## [TASK REQUIREMENTS]
Pick out every line in the records below that contains the word "white", and copy each one. Case counts.
>> Begin
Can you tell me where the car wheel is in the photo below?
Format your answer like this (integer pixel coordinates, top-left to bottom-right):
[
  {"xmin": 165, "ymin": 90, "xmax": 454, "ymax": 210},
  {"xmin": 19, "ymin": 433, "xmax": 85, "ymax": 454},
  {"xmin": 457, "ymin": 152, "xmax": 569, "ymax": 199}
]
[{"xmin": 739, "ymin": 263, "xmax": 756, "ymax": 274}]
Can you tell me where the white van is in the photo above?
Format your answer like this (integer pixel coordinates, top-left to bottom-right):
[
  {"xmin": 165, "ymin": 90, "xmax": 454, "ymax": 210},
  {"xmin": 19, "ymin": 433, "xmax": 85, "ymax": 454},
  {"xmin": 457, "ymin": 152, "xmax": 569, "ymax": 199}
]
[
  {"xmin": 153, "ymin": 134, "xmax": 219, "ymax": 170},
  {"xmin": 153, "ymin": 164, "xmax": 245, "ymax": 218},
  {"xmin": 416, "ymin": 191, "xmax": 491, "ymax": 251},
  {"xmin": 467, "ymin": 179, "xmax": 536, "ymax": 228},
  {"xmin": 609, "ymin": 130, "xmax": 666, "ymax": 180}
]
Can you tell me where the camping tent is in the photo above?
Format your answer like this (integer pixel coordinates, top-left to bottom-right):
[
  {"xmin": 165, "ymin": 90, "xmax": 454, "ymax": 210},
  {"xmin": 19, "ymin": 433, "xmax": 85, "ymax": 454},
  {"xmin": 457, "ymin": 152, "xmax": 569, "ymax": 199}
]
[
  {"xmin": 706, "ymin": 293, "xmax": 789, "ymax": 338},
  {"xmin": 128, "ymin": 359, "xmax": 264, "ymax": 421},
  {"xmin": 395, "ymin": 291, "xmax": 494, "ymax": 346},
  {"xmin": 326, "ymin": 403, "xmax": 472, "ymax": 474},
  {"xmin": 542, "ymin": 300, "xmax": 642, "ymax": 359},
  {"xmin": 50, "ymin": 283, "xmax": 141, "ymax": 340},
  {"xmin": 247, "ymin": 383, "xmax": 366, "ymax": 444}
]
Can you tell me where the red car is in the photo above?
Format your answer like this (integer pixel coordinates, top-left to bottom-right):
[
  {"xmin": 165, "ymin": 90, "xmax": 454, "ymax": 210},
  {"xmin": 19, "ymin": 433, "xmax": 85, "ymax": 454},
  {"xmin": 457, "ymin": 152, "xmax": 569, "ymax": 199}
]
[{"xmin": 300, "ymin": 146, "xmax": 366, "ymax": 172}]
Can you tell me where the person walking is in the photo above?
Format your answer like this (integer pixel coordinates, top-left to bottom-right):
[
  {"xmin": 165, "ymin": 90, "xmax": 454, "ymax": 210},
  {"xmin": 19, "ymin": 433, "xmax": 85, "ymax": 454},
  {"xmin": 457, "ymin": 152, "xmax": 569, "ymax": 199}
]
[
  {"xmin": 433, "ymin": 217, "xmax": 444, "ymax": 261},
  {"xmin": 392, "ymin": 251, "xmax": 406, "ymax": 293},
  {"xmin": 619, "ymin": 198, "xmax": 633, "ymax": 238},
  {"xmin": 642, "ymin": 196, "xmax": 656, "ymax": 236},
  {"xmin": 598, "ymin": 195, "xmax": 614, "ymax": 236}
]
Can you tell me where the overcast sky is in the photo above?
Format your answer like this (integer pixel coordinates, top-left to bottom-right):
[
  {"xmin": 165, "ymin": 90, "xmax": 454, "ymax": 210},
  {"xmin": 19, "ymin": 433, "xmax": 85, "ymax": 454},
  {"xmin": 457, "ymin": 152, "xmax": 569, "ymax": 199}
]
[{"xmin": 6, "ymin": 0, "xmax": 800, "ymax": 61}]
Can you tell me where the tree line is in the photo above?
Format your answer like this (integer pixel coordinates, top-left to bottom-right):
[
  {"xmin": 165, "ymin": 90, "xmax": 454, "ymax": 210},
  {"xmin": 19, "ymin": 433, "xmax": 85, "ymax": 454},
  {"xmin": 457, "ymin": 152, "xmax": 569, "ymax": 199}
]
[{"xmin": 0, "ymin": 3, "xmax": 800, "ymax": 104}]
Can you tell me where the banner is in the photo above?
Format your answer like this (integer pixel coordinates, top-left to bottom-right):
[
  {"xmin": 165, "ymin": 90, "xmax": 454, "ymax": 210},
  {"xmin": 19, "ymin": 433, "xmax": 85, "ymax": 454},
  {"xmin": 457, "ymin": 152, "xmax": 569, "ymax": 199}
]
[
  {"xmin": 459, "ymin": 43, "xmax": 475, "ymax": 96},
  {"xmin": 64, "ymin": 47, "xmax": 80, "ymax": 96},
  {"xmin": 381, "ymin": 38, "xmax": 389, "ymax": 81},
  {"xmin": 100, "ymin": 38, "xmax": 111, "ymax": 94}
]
>> End
## [SOLUTION FOR THIS TASK]
Can you tell me where the white van is in the photo above?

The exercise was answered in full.